What is needed ▸ Copy out the records from the line containing "Find the green grass lawn" through the end of the records, both ends included, requests and all. Offset every coordinate in the answers by adding 16 to it.

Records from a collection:
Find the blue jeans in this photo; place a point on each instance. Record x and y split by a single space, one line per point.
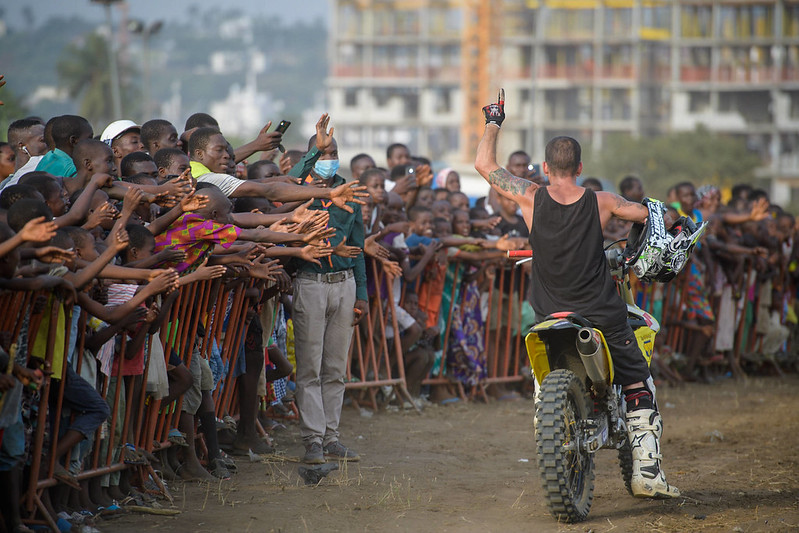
84 401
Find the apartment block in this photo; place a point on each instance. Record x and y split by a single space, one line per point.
412 71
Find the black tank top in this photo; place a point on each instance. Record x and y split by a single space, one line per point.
570 272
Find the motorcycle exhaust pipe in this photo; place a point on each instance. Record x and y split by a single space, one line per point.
592 352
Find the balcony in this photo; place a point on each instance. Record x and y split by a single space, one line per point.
568 72
730 74
694 74
624 72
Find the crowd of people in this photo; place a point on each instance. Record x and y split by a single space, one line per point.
117 225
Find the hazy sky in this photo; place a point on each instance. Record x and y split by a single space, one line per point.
290 10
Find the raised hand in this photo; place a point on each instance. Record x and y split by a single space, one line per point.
121 240
424 175
313 253
205 272
371 247
172 255
38 230
348 192
133 318
281 226
61 287
181 185
193 202
342 250
324 138
486 223
165 281
266 141
166 200
152 313
405 184
154 273
105 213
760 210
302 213
101 179
133 197
391 268
265 269
506 243
53 254
495 113
319 235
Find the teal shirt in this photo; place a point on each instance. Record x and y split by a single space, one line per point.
57 163
305 165
348 226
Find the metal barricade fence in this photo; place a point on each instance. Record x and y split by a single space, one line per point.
197 307
375 359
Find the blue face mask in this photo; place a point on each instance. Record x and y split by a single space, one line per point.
326 168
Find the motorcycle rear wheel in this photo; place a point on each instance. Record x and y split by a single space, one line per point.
567 471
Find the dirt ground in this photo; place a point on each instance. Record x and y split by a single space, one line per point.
731 447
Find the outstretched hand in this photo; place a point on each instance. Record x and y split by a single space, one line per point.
373 248
324 138
38 230
348 192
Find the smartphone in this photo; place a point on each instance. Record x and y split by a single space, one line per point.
281 129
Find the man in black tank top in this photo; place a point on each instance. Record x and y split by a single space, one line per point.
570 273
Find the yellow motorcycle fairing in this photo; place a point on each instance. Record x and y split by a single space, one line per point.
537 353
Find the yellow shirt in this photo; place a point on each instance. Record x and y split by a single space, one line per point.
198 169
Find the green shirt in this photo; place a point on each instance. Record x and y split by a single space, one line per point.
305 165
57 163
348 226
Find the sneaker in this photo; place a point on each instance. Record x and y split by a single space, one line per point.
313 454
336 450
218 469
644 428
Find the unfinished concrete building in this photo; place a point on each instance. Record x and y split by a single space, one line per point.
417 71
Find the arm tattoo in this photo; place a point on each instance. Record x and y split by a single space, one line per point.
509 183
622 202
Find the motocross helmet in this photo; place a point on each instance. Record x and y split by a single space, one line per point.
655 253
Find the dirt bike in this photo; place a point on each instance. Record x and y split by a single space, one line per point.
578 409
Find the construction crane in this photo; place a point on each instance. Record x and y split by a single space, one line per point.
478 57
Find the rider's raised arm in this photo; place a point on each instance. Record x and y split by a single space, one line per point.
517 189
617 206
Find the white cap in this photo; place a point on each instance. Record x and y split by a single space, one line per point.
117 128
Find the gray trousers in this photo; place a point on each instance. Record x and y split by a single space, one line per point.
323 315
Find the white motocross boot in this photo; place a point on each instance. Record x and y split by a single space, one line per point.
644 428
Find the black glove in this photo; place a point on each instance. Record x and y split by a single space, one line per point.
494 113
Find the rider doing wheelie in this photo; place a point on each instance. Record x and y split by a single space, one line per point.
570 272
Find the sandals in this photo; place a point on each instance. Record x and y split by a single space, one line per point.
61 474
177 438
228 461
134 456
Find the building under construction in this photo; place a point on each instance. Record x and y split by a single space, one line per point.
418 71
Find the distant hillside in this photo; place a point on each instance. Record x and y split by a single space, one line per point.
294 70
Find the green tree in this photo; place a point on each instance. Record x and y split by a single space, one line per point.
84 71
699 156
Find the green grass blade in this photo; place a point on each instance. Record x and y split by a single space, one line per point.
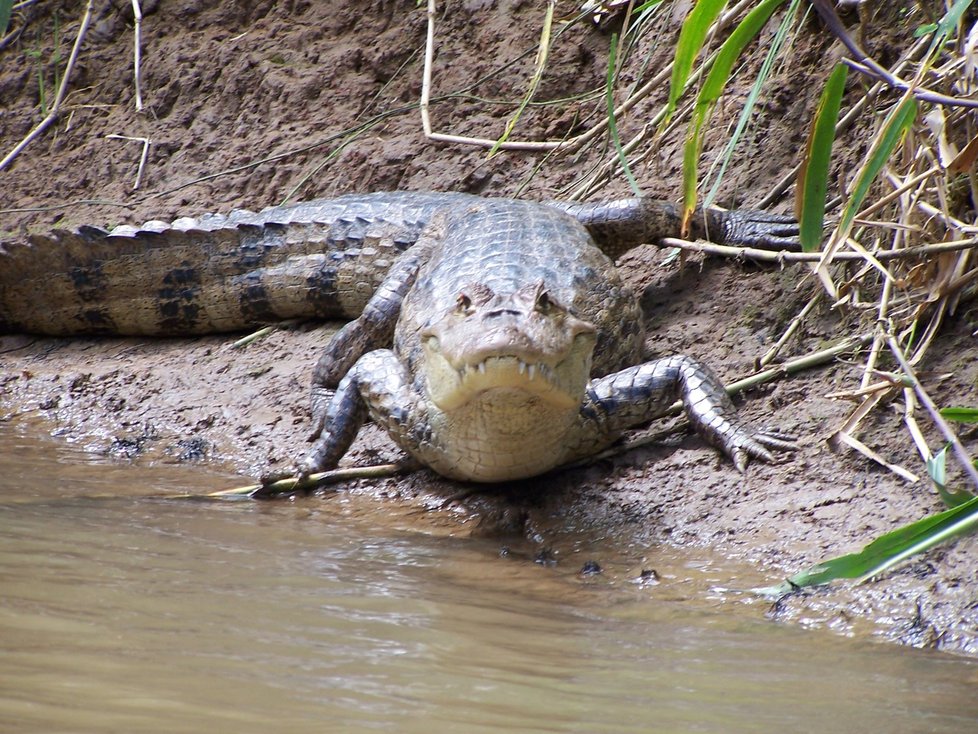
543 53
960 415
612 123
937 470
690 43
5 8
813 175
713 86
782 37
896 125
887 550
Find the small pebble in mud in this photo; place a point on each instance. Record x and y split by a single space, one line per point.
590 568
648 577
192 449
545 557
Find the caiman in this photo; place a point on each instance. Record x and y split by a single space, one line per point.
492 339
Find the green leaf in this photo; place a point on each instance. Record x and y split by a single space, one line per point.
887 550
814 173
960 415
713 86
690 43
896 125
612 123
949 23
775 44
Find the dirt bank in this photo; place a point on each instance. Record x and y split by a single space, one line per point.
307 100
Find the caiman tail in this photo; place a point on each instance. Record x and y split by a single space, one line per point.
320 259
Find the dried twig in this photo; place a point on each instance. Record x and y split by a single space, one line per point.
55 111
137 15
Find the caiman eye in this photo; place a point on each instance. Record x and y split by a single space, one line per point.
544 303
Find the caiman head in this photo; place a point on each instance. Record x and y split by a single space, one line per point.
506 345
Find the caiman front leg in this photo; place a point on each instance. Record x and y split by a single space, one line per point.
639 394
378 383
618 226
373 329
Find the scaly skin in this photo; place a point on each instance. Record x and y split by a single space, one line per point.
514 343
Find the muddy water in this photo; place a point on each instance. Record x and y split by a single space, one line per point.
122 612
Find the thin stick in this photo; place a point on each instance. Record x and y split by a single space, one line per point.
291 485
142 157
137 15
792 328
782 256
59 97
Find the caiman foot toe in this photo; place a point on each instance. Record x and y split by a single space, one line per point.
744 446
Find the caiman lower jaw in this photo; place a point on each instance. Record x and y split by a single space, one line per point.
560 385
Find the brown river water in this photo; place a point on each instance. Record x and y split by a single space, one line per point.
123 612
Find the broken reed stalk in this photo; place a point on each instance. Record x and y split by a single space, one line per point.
960 453
55 111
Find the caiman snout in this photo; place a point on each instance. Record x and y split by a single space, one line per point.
523 341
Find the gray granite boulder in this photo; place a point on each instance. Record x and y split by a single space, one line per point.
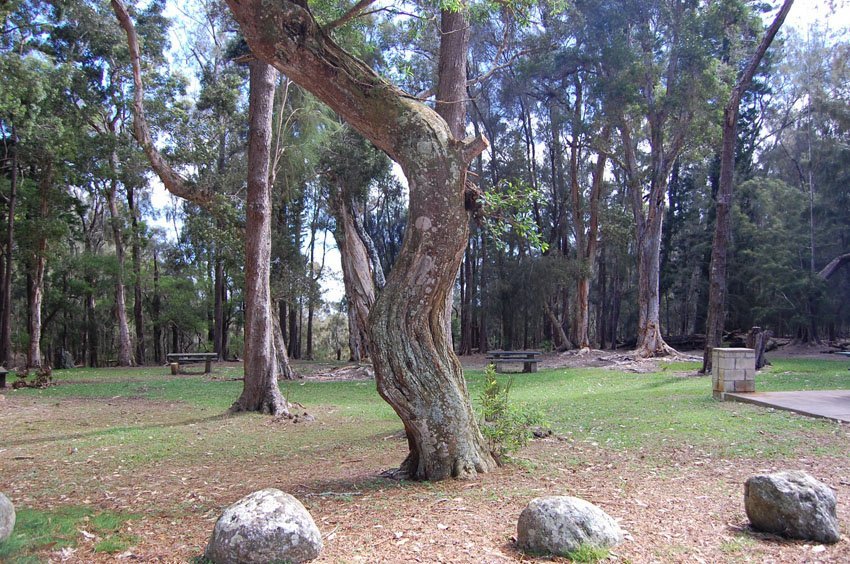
563 524
265 526
7 518
792 504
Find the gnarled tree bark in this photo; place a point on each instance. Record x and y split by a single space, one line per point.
416 370
261 392
356 274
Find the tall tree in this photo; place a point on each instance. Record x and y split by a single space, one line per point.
657 79
260 390
416 370
723 202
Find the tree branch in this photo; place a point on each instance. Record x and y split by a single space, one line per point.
834 265
215 203
354 12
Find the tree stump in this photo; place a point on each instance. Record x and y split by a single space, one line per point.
757 339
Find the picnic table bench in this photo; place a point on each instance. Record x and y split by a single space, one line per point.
176 359
502 359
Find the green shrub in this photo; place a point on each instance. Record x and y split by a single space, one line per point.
506 427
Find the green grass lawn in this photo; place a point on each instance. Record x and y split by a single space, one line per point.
143 418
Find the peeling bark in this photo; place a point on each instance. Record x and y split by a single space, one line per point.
356 274
125 345
261 392
723 204
36 295
6 293
416 370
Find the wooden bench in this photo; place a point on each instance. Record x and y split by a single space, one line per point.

Complete output ▸
Find the green grass lawn in this photo; place a point on each instance. Record x and y split by a single space, one line per point.
159 434
Find the peeling bark in this photo; place a point on each instance. Record x and y split by a single space, one line per point.
372 290
141 361
277 408
739 220
52 311
22 309
432 386
Find the wooden bench in this photo; place a point on each instance. Record x and y split by a single space, one line per point.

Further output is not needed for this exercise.